## Exercise task 1:
Transcribe the Flow documentation excerpt from "each_state(flow, mapper)" to "mapper is ignored.".

## Given text:
━━━
Each approach is going to have different performance characteristics and it is important to measure to verify which one will be more efficient to the problem at hand.

each(flow, each)

each(t(), (term() -> term())) :: t()

Applies the given function to each input without modifying it.

Examples

iex> parent = self()
iex> [1, 2, 3] |> Flow.from_enumerable() |> Flow.each(&send(parent, &1)) |> Enum.sort()
[1, 2, 3]
iex> receive do
...>   1 -> :ok
...> end
:ok

each_state(flow, mapper)

each_state(t(), (term() -> term()) | (term(), term() -> term()) | (term(), term(), {Flow.Window.type(), Flow.Window.id(), Flow.Window.trigger()} -> term())) :: t()

Applies the given function over the stage state without changing its value.

It is similar to map_state/2 except that the value returned by mapper is ignored.

iex> parent = self()
iex> flow = Flow.from_enumerable(["the quick brown fox"]) |> Flow.flat_map(fn word ->
...>    String.graphemes(word)
...> end)
iex> flow = flow |> Flow.partition(stages: 2) |> Flow.reduce(fn -> %{} end, &Map.put(&2, &1, true))
━━━
## Dataset:
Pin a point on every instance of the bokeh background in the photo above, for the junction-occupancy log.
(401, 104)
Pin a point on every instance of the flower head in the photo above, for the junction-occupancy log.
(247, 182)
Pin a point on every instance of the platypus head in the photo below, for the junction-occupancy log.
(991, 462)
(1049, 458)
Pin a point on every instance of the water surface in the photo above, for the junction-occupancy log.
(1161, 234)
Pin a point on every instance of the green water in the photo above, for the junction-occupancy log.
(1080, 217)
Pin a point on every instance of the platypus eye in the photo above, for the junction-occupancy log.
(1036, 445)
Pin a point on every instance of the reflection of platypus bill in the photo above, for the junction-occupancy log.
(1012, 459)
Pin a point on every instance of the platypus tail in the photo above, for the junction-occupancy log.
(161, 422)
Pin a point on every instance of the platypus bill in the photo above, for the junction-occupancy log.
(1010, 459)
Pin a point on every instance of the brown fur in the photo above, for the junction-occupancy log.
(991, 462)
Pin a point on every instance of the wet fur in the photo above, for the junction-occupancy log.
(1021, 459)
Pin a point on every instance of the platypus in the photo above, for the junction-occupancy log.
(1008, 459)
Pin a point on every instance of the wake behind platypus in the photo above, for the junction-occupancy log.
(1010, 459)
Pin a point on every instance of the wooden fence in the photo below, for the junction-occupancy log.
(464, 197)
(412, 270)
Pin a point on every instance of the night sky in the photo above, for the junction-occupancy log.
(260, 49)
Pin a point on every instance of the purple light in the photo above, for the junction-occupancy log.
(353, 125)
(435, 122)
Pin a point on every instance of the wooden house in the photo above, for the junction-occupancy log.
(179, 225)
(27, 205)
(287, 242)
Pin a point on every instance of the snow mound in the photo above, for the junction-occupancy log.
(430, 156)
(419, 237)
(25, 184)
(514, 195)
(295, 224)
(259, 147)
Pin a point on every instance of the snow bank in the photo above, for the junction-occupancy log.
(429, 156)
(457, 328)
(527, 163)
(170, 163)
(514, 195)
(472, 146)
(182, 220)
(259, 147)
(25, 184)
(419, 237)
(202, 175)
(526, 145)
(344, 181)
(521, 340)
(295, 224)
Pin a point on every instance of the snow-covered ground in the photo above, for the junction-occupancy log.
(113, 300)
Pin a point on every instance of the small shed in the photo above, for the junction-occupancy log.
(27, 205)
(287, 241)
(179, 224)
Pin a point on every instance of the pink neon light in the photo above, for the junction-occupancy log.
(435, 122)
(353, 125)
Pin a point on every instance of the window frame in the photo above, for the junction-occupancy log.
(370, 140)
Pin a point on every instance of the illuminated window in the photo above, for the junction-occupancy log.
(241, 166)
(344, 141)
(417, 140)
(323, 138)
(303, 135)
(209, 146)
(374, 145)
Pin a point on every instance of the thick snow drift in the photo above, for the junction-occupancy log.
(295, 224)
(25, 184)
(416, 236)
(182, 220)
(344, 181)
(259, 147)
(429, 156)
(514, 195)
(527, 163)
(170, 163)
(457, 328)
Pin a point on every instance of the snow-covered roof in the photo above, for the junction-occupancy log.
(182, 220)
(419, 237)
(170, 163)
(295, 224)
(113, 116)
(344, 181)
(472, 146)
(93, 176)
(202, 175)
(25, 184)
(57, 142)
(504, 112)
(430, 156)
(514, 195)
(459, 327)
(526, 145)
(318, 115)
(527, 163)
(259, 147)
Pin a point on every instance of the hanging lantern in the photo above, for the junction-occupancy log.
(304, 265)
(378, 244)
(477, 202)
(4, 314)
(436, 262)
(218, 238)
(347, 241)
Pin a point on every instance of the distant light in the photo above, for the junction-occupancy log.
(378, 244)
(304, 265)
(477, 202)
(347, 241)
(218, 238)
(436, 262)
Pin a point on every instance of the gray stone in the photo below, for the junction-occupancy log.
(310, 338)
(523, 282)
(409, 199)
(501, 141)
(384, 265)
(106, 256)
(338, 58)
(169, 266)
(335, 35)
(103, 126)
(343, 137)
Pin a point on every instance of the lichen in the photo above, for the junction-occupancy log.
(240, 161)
━━━
## Exercise task 2:
Gather every line of the records that contains the word "covered".

## Problem solution 1:
each_state(flow, mapper)

each_state(t(), (term() -> term()) | (term(), term() -> term()) | (term(), term(), {Flow.Window.type(), Flow.Window.id(), Flow.Window.trigger()} -> term())) :: t()

Applies the given function over the stage state without changing its value.

It is similar to map_state/2 except that the value returned by mapper is ignored.

## Problem solution 2:
Pin a point on every instance of the snow-covered ground in the photo above, for the junction-occupancy log.
Pin a point on every instance of the snow-covered roof in the photo above, for the junction-occupancy log.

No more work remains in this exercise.